Supplied records ::
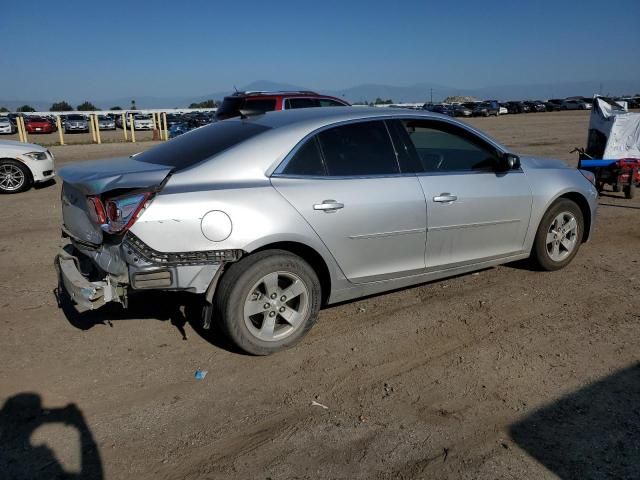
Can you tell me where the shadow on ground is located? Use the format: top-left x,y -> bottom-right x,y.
598,202 -> 640,210
510,363 -> 640,480
0,393 -> 104,480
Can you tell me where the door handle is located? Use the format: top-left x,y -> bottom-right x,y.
433,192 -> 458,203
313,200 -> 344,213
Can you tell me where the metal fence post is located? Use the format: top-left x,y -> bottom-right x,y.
129,113 -> 136,143
18,117 -> 29,143
89,113 -> 98,143
56,115 -> 64,145
93,113 -> 102,145
120,113 -> 129,142
162,112 -> 169,140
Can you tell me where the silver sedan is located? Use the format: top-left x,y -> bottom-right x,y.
56,107 -> 597,355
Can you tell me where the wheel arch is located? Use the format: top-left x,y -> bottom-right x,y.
552,192 -> 592,243
249,241 -> 331,305
0,157 -> 34,188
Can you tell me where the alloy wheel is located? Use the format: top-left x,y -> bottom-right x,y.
0,164 -> 25,192
545,212 -> 578,262
244,271 -> 309,342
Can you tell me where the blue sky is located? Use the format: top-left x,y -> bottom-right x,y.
0,0 -> 640,100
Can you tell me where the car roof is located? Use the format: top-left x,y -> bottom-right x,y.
247,107 -> 460,130
225,90 -> 346,103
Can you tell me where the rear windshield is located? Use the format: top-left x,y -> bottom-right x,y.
136,121 -> 270,171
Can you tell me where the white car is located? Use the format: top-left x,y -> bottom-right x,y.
0,117 -> 16,135
0,140 -> 56,193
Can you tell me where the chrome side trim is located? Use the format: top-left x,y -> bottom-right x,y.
427,218 -> 522,232
349,228 -> 427,240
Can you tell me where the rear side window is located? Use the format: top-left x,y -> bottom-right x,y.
284,98 -> 320,109
243,98 -> 276,112
135,120 -> 270,171
403,120 -> 497,172
318,121 -> 399,176
282,137 -> 326,176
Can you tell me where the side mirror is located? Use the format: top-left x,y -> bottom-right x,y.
496,153 -> 520,172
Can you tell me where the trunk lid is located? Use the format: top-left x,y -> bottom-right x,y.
59,157 -> 173,245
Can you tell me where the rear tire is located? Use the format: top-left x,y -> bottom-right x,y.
531,198 -> 584,271
213,250 -> 321,355
0,158 -> 33,193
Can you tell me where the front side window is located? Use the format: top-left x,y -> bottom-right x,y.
403,120 -> 497,172
318,121 -> 399,176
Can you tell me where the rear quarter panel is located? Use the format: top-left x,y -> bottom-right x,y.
131,179 -> 344,284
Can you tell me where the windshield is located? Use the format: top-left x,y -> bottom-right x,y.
136,121 -> 270,171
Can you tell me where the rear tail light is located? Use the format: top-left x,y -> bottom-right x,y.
579,170 -> 596,185
103,192 -> 151,233
87,197 -> 107,225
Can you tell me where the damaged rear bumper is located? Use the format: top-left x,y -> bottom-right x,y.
55,250 -> 126,313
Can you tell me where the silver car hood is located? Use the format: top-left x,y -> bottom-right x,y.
518,155 -> 572,170
59,157 -> 173,195
0,140 -> 47,155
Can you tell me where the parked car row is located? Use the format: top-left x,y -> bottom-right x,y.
422,97 -> 604,117
167,90 -> 350,138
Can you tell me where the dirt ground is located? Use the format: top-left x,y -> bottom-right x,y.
0,112 -> 640,480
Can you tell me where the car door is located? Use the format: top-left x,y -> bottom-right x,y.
390,119 -> 532,270
271,121 -> 426,283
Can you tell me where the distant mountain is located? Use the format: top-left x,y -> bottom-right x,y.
0,79 -> 640,111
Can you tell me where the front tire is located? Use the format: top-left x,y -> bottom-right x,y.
214,250 -> 321,355
532,198 -> 584,271
0,159 -> 32,193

Task requirements ::
Rewrite all of the records above, changing "is located" to "sits" wherever it occurs and keeping everything else as it is. Leave the pictures out.

Output for this task ::
Can you tell me where the shadow on ground sits? Use the format: top-left x,y -> bottom-right x,y.
598,202 -> 640,210
510,363 -> 640,480
0,393 -> 104,480
Can you tell me where the door handle sits? Use the format: top-left x,y -> bottom-right x,y.
433,192 -> 458,203
313,200 -> 344,213
Can you tell me where the metal fence post sits? Use the format: top-left x,y -> bottom-right x,y.
129,113 -> 136,143
18,117 -> 29,143
89,113 -> 98,143
56,115 -> 64,145
93,113 -> 102,145
120,113 -> 129,142
162,112 -> 169,140
Can you tell me where the silver sedan sits? Use the format: top-left x,y -> bottom-right x,y.
56,107 -> 597,355
Can you tell me where the wheel arch sits? Use the format: top-left x,y -> bottom-right x,y.
552,192 -> 592,243
249,241 -> 331,305
0,157 -> 34,188
Can you tell me where the alloy wheel sits? Use the format: top-left x,y -> bottom-right x,y.
0,164 -> 25,192
545,212 -> 578,262
244,271 -> 309,342
Can you tell me where the blue sky sits? Use the format: top-left x,y -> bottom-right x,y.
0,0 -> 640,100
Can you tell me where the car roof sits? Use the format: top-left x,y -> bottom-right x,y.
247,107 -> 460,130
225,90 -> 346,103
Can you tell me where the rear windshield sits? Use the format: top-left x,y -> bottom-right x,y.
136,121 -> 270,171
Can you tell me where the white car sits? Use the format: top-left x,y -> bottom-right x,y.
0,117 -> 16,135
0,140 -> 56,193
Can you tell me where the chrome side trim sits? Use the format: top-left x,y -> bottom-right x,y.
427,218 -> 522,232
349,228 -> 427,240
Can you tell me where the rear side window sits? Use the format: top-left x,y -> bottom-right x,y.
284,98 -> 320,109
243,98 -> 276,112
135,120 -> 270,171
403,120 -> 497,172
318,121 -> 399,176
282,137 -> 326,176
Can you tell me where the side mirror sits? Use the format: top-left x,y -> bottom-right x,y.
496,153 -> 520,172
Can you tell me where the trunk lid sits? Use the format: top-left x,y -> bottom-right x,y.
59,157 -> 173,245
Can you tell me where the rear tire sits? Use the format: top-left x,y -> bottom-right x,y.
531,198 -> 584,271
213,250 -> 321,355
0,158 -> 33,193
Can you tell me where the front side window sits? Use the format: top-left x,y -> bottom-right x,y.
403,120 -> 497,172
318,121 -> 399,176
Can you tell me where the rear quarter panel sits? Use the format: top-left x,y -> bottom-right x,y.
131,179 -> 344,284
Can you tell me where the windshield sits? Use the format: top-left x,y -> bottom-right x,y.
136,121 -> 270,171
Can you tell me where the rear tail light sits? Use the format: top-left x,y -> bottom-right x,y.
579,170 -> 596,185
103,192 -> 151,233
87,197 -> 107,225
Can you tell me where the damaged rear bumper sits? Use the format: top-left x,y -> bottom-right x,y.
55,250 -> 126,313
Can you tell me where the silver car hood sits? Use the format: top-left x,y -> bottom-right x,y.
518,155 -> 572,170
59,157 -> 173,195
0,140 -> 47,155
Can you tell me where the parked car row sits? Use the format: top-left x,y -> bottom-right x,y.
422,97 -> 604,117
167,90 -> 350,138
Can you tell me where the dirt ground sits? Use the format: top-left x,y -> bottom-right x,y.
0,112 -> 640,480
Can you tell me where the car door sits? Use the format: top-left x,y -> bottom-right x,y.
390,119 -> 532,270
271,121 -> 426,283
Can you tell me where the distant mountain sits? Use the format: top-left x,y -> bottom-right x,y.
0,79 -> 640,111
Can you tell me where the front tire sits? Use the format: top-left x,y -> bottom-right x,y.
214,250 -> 321,355
532,198 -> 584,271
0,159 -> 32,193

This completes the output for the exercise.